Что сделать: Перепишите приведённый отрывок целиком, не меняя в нём ни слова и ни знака.

Приведённый отрывок:
######

Пожар был потушен, но от греха подальше Иван вывез жену в Коломенское. Там она только больше слабела и в начале августа умерла. Иван был безутешен, он осунулся и почернел лицом. Когда Анастасию несли в гробу в Вознесенский Девичий монастырь, он рыдал и вырывался, пытаясь упасть на этот гроб, и Владимиру Андреевичу едва удавалось держать его, чтобы не упал. Для Ивана это была катастрофа. Но никто пока не предполагал, каким словом это можно будет наречь для страны.
Девятый том Карамзин начал с таких слов: «Приступаем к описанию ужасной перемены в душе Царя и в судьбе Царства. Вероятно ли, чтобы Государь любимый, обожаемый, мог с такой высоты блага, счастия, славы, низвергнуться в бездну ужасов тиранства? Но свидетельства добра и зла равно убедительны, неопровержимы; остается только представить сей удивительный феномен в его постепенных изменениях».

######

Собранный материал:
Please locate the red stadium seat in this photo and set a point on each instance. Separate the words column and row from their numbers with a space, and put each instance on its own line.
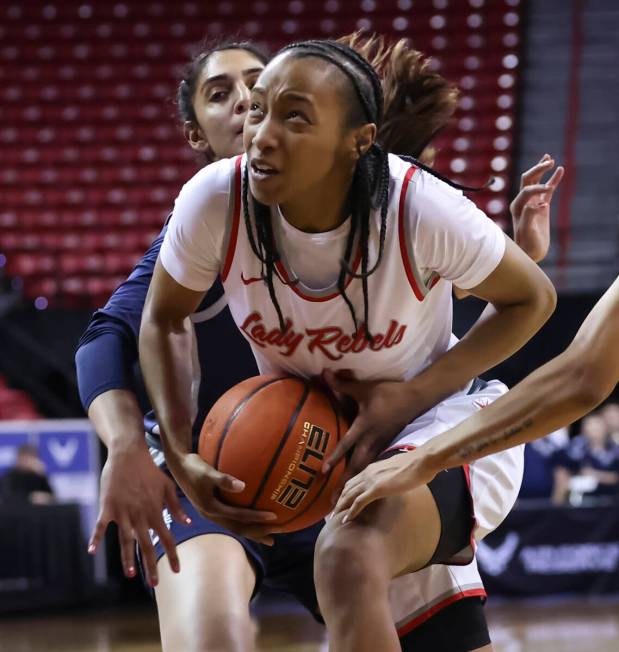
column 92, row 159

######

Решённое задание:
Пожар был потушен, но от греха подальше Иван вывез жену в Коломенское. Там она только больше слабела и в начале августа умерла. Иван был безутешен, он осунулся и почернел лицом. Когда Анастасию несли в гробу в Вознесенский Девичий монастырь, он рыдал и вырывался, пытаясь упасть на этот гроб, и Владимиру Андреевичу едва удавалось держать его, чтобы не упал. Для Ивана это была катастрофа. Но никто пока не предполагал, каким словом это можно будет наречь для страны.
Девятый том Карамзин начал с таких слов: «Приступаем к описанию ужасной перемены в душе Царя и в судьбе Царства. Вероятно ли, чтобы Государь любимый, обожаемый, мог с такой высоты блага, счастия, славы, низвергнуться в бездну ужасов тиранства? Но свидетельства добра и зла равно убедительны, неопровержимы; остается только представить сей удивительный феномен в его постепенных изменениях».